▶ [SOURCE TEXT]
Do you have a voice in your head that doubts what you can accomplish? A nagging, critical voice that second guesses your abilities and remembers every single detail about any mistake you’ve ever made? You’re not alone! In fact, most people have a critical inner voice. The trick is to know how to silence it, so you can have the courage to set new goals and try new things. Just as our thoughts can give us many different negative messages, there are many ways you can turn down those messages. But here are the first three steps you can try as an effort to silence your inner critic (stay tuned for parts 2 and 3 of this series).

1. Name It

The first step to silencing your inner critic is to name that voice you hear. Learning to name your inner critic creates separation between you and the critic. It also enables you to give your inner critic a personality that helps you hear its concerns without needing to actually follow through with them. 

Like a well-meaning aunt or Debbie-downer of a friend, giving your inner voice a name loosens its power over you. You can now accept or reject parts of the story as you need or want to, says Specialist Branislava Majstorovic.

Allowing your inner critic to have a personality and name can make it easier for you to better understand what its intentions are for being critical in the first place.

2. Question the Authority

It may seem like you’re thinking facts, not ideas, but most of the time, that’s not true. The inner critic in our head wants to keep us safe by preventing us from going outside of our comfort zone, and it will use any negative detail to succeed. So we have thoughts about our abilities, and they seem like they’re true, but they aren’t. 

The second step to silencing the critic is to question its authority. When you wonder where your thoughts are coming from, and why you think they’re true, you can get to the heart of your self-doubt, explains Coach Isela Munoz.

▶ [DIRECTIONS]
(1) Repeat everything in the inner critic article from "2. Question the" down to "Coach Isela Munoz.", word for word.
(2) Write what comes next in the article on silencing your inner critic, picking up after its final sentence.
The lines after this point come from a separate source.

▶ [MATERIAL SUPPLIED]
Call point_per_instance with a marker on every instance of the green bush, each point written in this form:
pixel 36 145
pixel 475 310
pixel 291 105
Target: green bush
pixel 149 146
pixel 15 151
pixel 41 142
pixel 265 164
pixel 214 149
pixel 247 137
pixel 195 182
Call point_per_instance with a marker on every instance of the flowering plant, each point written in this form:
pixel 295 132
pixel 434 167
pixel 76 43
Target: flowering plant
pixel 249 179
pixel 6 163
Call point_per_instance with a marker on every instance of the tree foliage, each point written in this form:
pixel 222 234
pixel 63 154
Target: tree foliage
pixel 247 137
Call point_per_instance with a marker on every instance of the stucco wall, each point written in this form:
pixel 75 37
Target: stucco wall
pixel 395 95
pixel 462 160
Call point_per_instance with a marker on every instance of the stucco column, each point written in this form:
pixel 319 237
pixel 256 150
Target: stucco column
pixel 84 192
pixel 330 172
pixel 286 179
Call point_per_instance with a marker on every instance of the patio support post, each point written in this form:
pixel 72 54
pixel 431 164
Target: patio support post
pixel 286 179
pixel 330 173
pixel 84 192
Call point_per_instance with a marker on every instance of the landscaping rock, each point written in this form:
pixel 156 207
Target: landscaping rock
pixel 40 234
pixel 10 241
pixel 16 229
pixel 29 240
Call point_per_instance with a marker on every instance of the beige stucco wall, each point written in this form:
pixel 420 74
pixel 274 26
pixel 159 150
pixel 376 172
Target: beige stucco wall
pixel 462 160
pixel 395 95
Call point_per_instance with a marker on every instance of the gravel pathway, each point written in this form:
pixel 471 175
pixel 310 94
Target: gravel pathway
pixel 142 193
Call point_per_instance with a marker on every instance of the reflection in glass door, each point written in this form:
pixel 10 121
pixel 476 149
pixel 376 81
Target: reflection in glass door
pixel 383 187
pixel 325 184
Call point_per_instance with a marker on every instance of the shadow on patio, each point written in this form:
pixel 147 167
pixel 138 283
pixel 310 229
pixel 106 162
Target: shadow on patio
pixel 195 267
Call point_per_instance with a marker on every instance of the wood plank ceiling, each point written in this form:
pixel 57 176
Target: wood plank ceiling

▶ [TASK-BY-TASK OUTPUTS]
(1)
2. Question the Authority

It may seem like you’re thinking facts, not ideas, but most of the time, that’s not true. The inner critic in our head wants to keep us safe by preventing us from going outside of our comfort zone, and it will use any negative detail to succeed. So we have thoughts about our abilities, and they seem like they’re true, but they aren’t. 

The second step to silencing the critic is to question its authority. When you wonder where your thoughts are coming from, and why you think they’re true, you can get to the heart of your self-doubt, explains Coach Isela Munoz.

(2)
Reminding yourself that “you are not your thoughts” can help you step outside of your mind and move beyond them.

3. Get a Little Help

If we’ve been listening to an inner voice for much of your life, it can be hard to stop listening, no matter how much we may want to because those thought patterns are now ingrained in us. We believe what that inner voice has told us, and it all just seems and feels real.

This is why the third step of getting some help is important. Having an outside perspective of a trusted friend or coach can give you another perspective, and help you learn more about your critical inner voice, says Coach Andrew Ettenhofer

Learning to discern which parts of the inner critic you are going to choose to listen to is a skill that you need to practice. Having someone help you see a more accurate picture of what is happening can give you the boost you need at first.

Your inner critic may be there to “protect” you, but that doesn’t always mean it is worth listening to (or that it is actually protecting you). Learning to silence your critical inner voice can help you build confidence and recognize your strengths and unique traits. It can help you take the risks you need to learn something new or to grow and develop yourself.